Goal of the exercise: Filter the rows below down to every line containing the word "white", and copy those lines unchanged.
#### Source material ####
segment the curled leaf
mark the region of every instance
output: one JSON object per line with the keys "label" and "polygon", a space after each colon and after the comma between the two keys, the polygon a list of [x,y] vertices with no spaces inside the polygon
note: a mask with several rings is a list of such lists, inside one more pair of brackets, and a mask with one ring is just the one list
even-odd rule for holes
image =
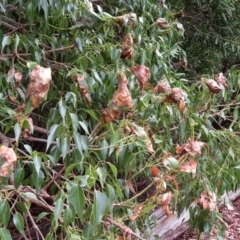
{"label": "curled leaf", "polygon": [[115,17],[114,20],[120,26],[130,25],[134,27],[137,21],[137,15],[136,13],[126,13],[122,16]]}
{"label": "curled leaf", "polygon": [[168,216],[171,216],[173,214],[172,211],[169,209],[169,204],[171,202],[171,199],[172,199],[171,192],[166,192],[162,194],[159,198],[160,206],[163,208],[163,210],[166,212]]}
{"label": "curled leaf", "polygon": [[214,211],[217,209],[217,196],[213,192],[204,190],[197,201],[198,205],[203,209]]}
{"label": "curled leaf", "polygon": [[159,177],[160,170],[157,167],[151,167],[151,174],[153,177]]}
{"label": "curled leaf", "polygon": [[133,38],[131,33],[128,33],[123,37],[121,58],[133,58],[133,57],[134,57]]}
{"label": "curled leaf", "polygon": [[171,91],[171,87],[167,81],[167,79],[163,79],[154,87],[155,93],[169,93]]}
{"label": "curled leaf", "polygon": [[153,25],[158,25],[160,28],[166,29],[169,27],[168,21],[165,18],[158,18]]}
{"label": "curled leaf", "polygon": [[196,174],[196,170],[197,170],[197,161],[194,159],[191,159],[187,162],[184,162],[181,166],[180,166],[180,171],[181,172],[187,172],[187,173],[193,173],[193,175]]}
{"label": "curled leaf", "polygon": [[215,80],[217,84],[221,87],[224,87],[225,89],[228,89],[228,85],[226,82],[226,78],[224,77],[223,73],[219,73],[215,76]]}
{"label": "curled leaf", "polygon": [[178,156],[183,156],[184,154],[188,153],[191,156],[201,155],[202,148],[206,144],[200,141],[192,141],[191,139],[188,140],[187,143],[183,144],[182,146],[176,146],[176,153]]}
{"label": "curled leaf", "polygon": [[51,68],[37,65],[30,73],[30,82],[25,96],[30,98],[32,110],[38,108],[47,95],[51,80]]}
{"label": "curled leaf", "polygon": [[124,74],[119,74],[118,89],[114,93],[108,107],[103,111],[104,122],[112,122],[120,118],[121,112],[132,110],[133,100],[127,84],[128,80],[126,76]]}
{"label": "curled leaf", "polygon": [[149,68],[143,65],[136,65],[131,68],[131,71],[136,76],[141,89],[144,90],[151,76]]}
{"label": "curled leaf", "polygon": [[84,80],[84,75],[76,75],[76,80],[78,83],[78,89],[82,95],[83,98],[85,98],[85,100],[87,101],[88,105],[91,106],[92,102],[91,102],[91,97],[88,93],[88,86],[86,81]]}
{"label": "curled leaf", "polygon": [[222,90],[222,87],[217,84],[213,79],[207,80],[207,87],[212,93],[219,93]]}
{"label": "curled leaf", "polygon": [[10,174],[13,164],[17,161],[17,156],[12,148],[0,147],[0,176],[6,177]]}

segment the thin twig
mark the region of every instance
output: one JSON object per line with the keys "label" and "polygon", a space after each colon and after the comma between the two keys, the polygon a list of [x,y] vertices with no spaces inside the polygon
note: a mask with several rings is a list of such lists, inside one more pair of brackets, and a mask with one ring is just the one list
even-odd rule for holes
{"label": "thin twig", "polygon": [[46,193],[47,189],[51,186],[51,184],[59,178],[59,176],[64,172],[65,166],[56,174],[54,177],[41,189],[41,192]]}
{"label": "thin twig", "polygon": [[145,240],[144,238],[138,236],[135,232],[133,232],[133,230],[132,230],[131,228],[129,228],[129,227],[127,227],[127,226],[124,226],[124,225],[122,225],[122,224],[114,221],[114,220],[111,219],[110,217],[106,217],[105,220],[106,220],[108,223],[110,223],[111,225],[114,225],[114,226],[120,228],[120,229],[122,230],[122,232],[123,232],[124,235],[130,235],[130,236],[133,235],[133,236],[137,237],[137,238],[140,239],[140,240]]}
{"label": "thin twig", "polygon": [[39,233],[40,237],[44,240],[44,236],[42,235],[42,232],[40,231],[39,227],[37,226],[37,224],[35,223],[32,214],[30,213],[30,211],[28,210],[28,207],[26,206],[27,212],[28,212],[28,217],[30,218],[33,228],[36,229],[36,231]]}

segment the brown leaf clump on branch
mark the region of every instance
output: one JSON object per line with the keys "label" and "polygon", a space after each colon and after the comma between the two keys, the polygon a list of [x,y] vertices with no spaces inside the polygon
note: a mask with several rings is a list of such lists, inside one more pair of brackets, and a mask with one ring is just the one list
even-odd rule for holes
{"label": "brown leaf clump on branch", "polygon": [[78,83],[78,89],[82,97],[87,101],[89,106],[92,106],[91,97],[88,93],[88,86],[84,79],[84,75],[76,75],[76,81]]}
{"label": "brown leaf clump on branch", "polygon": [[114,93],[113,98],[108,107],[103,111],[103,121],[108,123],[120,118],[122,112],[131,111],[133,108],[133,100],[128,90],[128,79],[125,74],[118,75],[118,89]]}
{"label": "brown leaf clump on branch", "polygon": [[150,69],[143,65],[136,65],[131,68],[131,72],[136,76],[141,89],[144,90],[151,76]]}
{"label": "brown leaf clump on branch", "polygon": [[50,81],[52,80],[51,68],[44,68],[37,65],[29,77],[30,82],[25,96],[26,98],[30,98],[33,110],[39,107],[48,93]]}
{"label": "brown leaf clump on branch", "polygon": [[11,173],[13,164],[17,161],[17,156],[12,148],[1,146],[0,147],[0,176],[6,177]]}
{"label": "brown leaf clump on branch", "polygon": [[133,38],[132,34],[128,33],[123,37],[121,58],[133,58],[133,57],[134,57]]}

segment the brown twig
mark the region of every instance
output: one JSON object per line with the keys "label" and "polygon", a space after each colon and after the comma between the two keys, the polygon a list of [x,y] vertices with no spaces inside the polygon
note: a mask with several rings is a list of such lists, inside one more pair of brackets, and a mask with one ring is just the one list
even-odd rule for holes
{"label": "brown twig", "polygon": [[133,232],[133,230],[132,230],[131,228],[129,228],[129,227],[127,227],[127,226],[124,226],[124,225],[122,225],[122,224],[114,221],[114,220],[111,219],[110,217],[106,217],[105,220],[106,220],[108,223],[110,223],[111,225],[114,225],[114,226],[120,228],[121,231],[122,231],[122,233],[123,233],[124,235],[128,235],[128,236],[133,235],[133,236],[137,237],[137,238],[140,239],[140,240],[145,240],[144,238],[138,236],[135,232]]}
{"label": "brown twig", "polygon": [[47,189],[51,186],[51,184],[59,178],[59,176],[64,172],[65,166],[41,189],[41,192],[45,194]]}

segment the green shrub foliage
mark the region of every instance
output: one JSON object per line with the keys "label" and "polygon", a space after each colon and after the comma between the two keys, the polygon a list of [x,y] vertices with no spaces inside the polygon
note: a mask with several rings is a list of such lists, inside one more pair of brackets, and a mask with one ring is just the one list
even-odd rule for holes
{"label": "green shrub foliage", "polygon": [[238,5],[1,1],[0,238],[148,239],[154,209],[194,201],[191,226],[222,236]]}

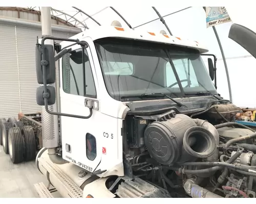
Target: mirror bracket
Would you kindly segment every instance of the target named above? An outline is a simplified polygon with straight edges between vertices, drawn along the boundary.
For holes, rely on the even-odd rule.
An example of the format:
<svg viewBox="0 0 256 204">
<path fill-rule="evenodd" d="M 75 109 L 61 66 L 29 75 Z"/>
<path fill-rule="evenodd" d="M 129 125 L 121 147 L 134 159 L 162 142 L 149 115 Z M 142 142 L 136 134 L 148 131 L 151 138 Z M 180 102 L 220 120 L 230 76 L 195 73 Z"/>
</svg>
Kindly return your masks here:
<svg viewBox="0 0 256 204">
<path fill-rule="evenodd" d="M 88 108 L 92 108 L 93 110 L 99 110 L 99 101 L 97 99 L 92 98 L 86 98 L 84 99 L 84 106 Z"/>
</svg>

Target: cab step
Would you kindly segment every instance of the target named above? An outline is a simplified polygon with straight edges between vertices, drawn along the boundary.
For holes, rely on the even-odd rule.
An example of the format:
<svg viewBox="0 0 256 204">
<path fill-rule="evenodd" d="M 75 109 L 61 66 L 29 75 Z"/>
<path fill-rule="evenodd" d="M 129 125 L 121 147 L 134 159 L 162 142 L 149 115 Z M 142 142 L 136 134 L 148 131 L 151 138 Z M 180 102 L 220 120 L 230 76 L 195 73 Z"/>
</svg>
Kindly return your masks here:
<svg viewBox="0 0 256 204">
<path fill-rule="evenodd" d="M 55 177 L 55 181 L 58 181 L 66 189 L 65 195 L 61 195 L 62 196 L 77 198 L 83 197 L 82 190 L 49 159 L 40 158 L 38 160 L 49 173 L 50 176 Z"/>
<path fill-rule="evenodd" d="M 35 190 L 40 198 L 53 198 L 52 194 L 42 182 L 34 184 Z"/>
</svg>

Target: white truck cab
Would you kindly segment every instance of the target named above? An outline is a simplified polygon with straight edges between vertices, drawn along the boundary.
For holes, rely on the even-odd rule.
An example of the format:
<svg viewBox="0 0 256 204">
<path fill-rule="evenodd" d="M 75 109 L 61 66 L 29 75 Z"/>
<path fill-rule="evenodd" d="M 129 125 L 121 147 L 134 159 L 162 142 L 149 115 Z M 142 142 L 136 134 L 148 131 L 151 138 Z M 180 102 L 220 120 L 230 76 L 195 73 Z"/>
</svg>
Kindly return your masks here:
<svg viewBox="0 0 256 204">
<path fill-rule="evenodd" d="M 63 41 L 55 58 L 47 39 Z M 43 129 L 36 164 L 62 196 L 222 197 L 200 186 L 218 168 L 180 167 L 219 161 L 218 125 L 229 126 L 240 111 L 218 94 L 216 62 L 208 59 L 209 74 L 203 45 L 115 21 L 69 39 L 45 37 L 37 49 L 37 80 L 44 84 L 37 103 L 59 117 L 60 133 L 54 137 L 49 127 Z M 56 97 L 49 84 L 58 77 Z M 173 184 L 173 176 L 181 183 Z"/>
</svg>

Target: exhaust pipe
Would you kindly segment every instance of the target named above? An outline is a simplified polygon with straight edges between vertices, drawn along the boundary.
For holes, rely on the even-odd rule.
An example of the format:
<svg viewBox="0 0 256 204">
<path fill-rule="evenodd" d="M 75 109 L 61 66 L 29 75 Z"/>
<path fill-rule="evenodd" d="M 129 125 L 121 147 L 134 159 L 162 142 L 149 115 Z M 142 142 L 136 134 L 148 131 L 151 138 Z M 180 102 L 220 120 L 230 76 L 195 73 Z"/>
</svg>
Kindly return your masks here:
<svg viewBox="0 0 256 204">
<path fill-rule="evenodd" d="M 52 163 L 56 164 L 64 164 L 69 163 L 57 155 L 56 148 L 48 148 L 48 155 Z"/>
<path fill-rule="evenodd" d="M 195 182 L 188 179 L 183 186 L 184 190 L 188 195 L 194 198 L 222 198 L 219 195 L 212 193 L 195 184 Z"/>
</svg>

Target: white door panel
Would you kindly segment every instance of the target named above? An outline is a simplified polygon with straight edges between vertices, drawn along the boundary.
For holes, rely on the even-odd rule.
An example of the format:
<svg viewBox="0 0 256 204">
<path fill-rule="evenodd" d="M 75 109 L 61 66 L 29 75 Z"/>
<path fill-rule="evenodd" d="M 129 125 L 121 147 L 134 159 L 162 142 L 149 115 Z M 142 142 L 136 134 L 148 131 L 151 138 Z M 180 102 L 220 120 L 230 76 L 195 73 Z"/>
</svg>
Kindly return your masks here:
<svg viewBox="0 0 256 204">
<path fill-rule="evenodd" d="M 92 52 L 95 54 L 93 42 L 89 42 L 89 45 L 93 49 Z M 76 50 L 77 52 L 80 46 L 77 45 L 72 48 L 72 51 Z M 119 113 L 120 111 L 122 113 L 124 105 L 119 102 L 118 106 L 116 106 L 114 100 L 111 98 L 110 101 L 109 95 L 106 97 L 104 83 L 104 86 L 102 86 L 102 73 L 98 70 L 99 69 L 100 71 L 100 67 L 97 67 L 96 72 L 94 62 L 97 59 L 93 60 L 90 47 L 86 50 L 90 61 L 90 63 L 85 63 L 86 69 L 87 69 L 86 71 L 86 93 L 90 96 L 83 95 L 82 64 L 74 63 L 71 60 L 70 64 L 76 76 L 76 80 L 74 80 L 72 72 L 70 70 L 70 81 L 67 81 L 67 75 L 62 74 L 62 62 L 60 62 L 61 112 L 73 115 L 88 116 L 90 110 L 85 107 L 84 100 L 90 98 L 90 97 L 93 97 L 91 99 L 98 100 L 99 110 L 93 110 L 92 115 L 89 119 L 61 116 L 62 157 L 91 172 L 99 169 L 109 170 L 110 169 L 115 171 L 113 167 L 122 164 L 122 120 L 117 118 L 117 117 L 102 113 L 100 111 L 101 104 L 104 104 L 105 107 L 108 107 L 113 112 L 117 111 L 118 113 L 115 114 L 117 116 L 121 114 Z M 69 64 L 63 61 L 63 66 L 67 66 L 67 64 Z M 91 68 L 91 71 L 89 68 Z M 101 84 L 100 87 L 99 84 Z M 92 89 L 93 85 L 95 86 L 94 89 Z M 93 96 L 95 93 L 97 93 L 97 97 Z M 113 103 L 111 103 L 111 100 L 114 100 Z M 86 137 L 87 135 L 91 137 L 90 134 L 96 139 L 96 155 L 95 157 L 95 155 L 91 154 L 91 157 L 88 158 L 89 154 L 87 154 L 87 149 L 93 148 L 91 146 L 92 144 L 87 144 Z M 66 150 L 66 144 L 70 145 L 70 152 Z M 120 172 L 114 173 L 122 175 L 123 171 L 122 169 Z"/>
</svg>

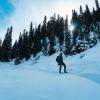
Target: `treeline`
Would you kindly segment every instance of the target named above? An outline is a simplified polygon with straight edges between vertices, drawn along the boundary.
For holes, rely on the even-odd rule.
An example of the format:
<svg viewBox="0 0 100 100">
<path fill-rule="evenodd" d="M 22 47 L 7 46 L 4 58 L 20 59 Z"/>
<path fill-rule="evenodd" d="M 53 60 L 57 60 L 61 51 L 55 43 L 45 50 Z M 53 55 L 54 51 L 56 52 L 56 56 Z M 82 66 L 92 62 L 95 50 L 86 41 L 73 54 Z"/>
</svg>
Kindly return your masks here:
<svg viewBox="0 0 100 100">
<path fill-rule="evenodd" d="M 100 39 L 100 7 L 97 0 L 95 3 L 96 9 L 93 8 L 92 12 L 88 5 L 84 11 L 80 6 L 79 14 L 73 10 L 71 26 L 68 25 L 68 16 L 64 19 L 56 14 L 49 21 L 45 16 L 42 24 L 35 28 L 31 22 L 29 31 L 24 29 L 14 45 L 13 27 L 8 28 L 4 41 L 0 40 L 0 61 L 15 60 L 15 64 L 19 64 L 22 59 L 36 57 L 39 52 L 45 56 L 57 51 L 73 55 L 93 47 Z"/>
</svg>

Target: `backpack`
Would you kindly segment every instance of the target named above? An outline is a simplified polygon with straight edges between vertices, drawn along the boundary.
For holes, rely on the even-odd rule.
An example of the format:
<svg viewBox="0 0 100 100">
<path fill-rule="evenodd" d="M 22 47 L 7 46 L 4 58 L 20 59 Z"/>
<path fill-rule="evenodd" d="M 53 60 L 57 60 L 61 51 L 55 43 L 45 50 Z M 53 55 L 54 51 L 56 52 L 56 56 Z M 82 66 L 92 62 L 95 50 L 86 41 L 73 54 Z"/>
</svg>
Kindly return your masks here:
<svg viewBox="0 0 100 100">
<path fill-rule="evenodd" d="M 60 61 L 60 56 L 57 56 L 56 62 L 59 63 L 59 61 Z"/>
</svg>

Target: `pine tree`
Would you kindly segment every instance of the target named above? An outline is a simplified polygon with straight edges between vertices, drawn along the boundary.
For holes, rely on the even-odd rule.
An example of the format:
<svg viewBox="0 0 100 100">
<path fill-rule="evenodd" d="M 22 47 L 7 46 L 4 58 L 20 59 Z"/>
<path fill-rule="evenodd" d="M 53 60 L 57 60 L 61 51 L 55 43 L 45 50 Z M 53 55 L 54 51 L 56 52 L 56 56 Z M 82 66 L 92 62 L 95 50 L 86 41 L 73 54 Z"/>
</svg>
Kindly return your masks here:
<svg viewBox="0 0 100 100">
<path fill-rule="evenodd" d="M 41 37 L 42 37 L 42 51 L 44 55 L 47 55 L 47 17 L 44 17 L 43 25 L 41 27 Z"/>
<path fill-rule="evenodd" d="M 0 61 L 1 61 L 1 58 L 2 58 L 2 40 L 0 39 Z"/>
<path fill-rule="evenodd" d="M 97 8 L 97 10 L 99 10 L 100 7 L 99 7 L 99 2 L 98 2 L 98 0 L 95 0 L 95 4 L 96 4 L 96 8 Z"/>
<path fill-rule="evenodd" d="M 80 15 L 83 15 L 83 9 L 81 5 L 80 5 Z"/>
<path fill-rule="evenodd" d="M 41 24 L 38 25 L 38 27 L 35 29 L 35 36 L 34 36 L 34 44 L 32 48 L 32 52 L 34 57 L 42 51 L 42 43 L 41 43 Z"/>
<path fill-rule="evenodd" d="M 2 60 L 10 61 L 12 49 L 12 28 L 8 28 L 5 39 L 2 44 Z"/>
</svg>

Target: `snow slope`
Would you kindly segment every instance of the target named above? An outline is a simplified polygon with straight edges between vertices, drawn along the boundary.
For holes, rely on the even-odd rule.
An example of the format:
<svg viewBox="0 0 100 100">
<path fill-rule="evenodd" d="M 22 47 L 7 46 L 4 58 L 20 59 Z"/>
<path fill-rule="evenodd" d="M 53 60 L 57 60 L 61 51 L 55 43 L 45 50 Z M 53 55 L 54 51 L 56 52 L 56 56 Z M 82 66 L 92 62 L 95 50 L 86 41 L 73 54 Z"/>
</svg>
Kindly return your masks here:
<svg viewBox="0 0 100 100">
<path fill-rule="evenodd" d="M 15 66 L 0 63 L 0 100 L 100 100 L 100 43 L 65 57 L 67 74 L 58 74 L 55 58 L 41 56 Z"/>
</svg>

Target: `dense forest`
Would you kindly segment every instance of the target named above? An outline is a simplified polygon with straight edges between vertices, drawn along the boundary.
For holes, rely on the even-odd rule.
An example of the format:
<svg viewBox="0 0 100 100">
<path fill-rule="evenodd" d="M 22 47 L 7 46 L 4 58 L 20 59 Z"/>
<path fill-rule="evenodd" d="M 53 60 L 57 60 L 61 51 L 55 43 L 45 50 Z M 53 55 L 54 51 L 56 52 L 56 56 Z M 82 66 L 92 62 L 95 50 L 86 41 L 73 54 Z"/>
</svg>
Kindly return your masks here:
<svg viewBox="0 0 100 100">
<path fill-rule="evenodd" d="M 65 55 L 75 55 L 92 48 L 100 40 L 100 7 L 98 0 L 94 2 L 96 9 L 90 11 L 88 5 L 85 10 L 80 6 L 79 14 L 72 10 L 71 24 L 68 25 L 68 16 L 64 19 L 54 14 L 49 21 L 44 16 L 42 24 L 20 33 L 19 39 L 12 45 L 13 26 L 7 29 L 2 42 L 0 39 L 0 61 L 14 60 L 19 64 L 22 59 L 36 57 L 40 52 L 44 56 L 62 51 Z"/>
</svg>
####
Solved problem:
Target: white truck cab
Target: white door panel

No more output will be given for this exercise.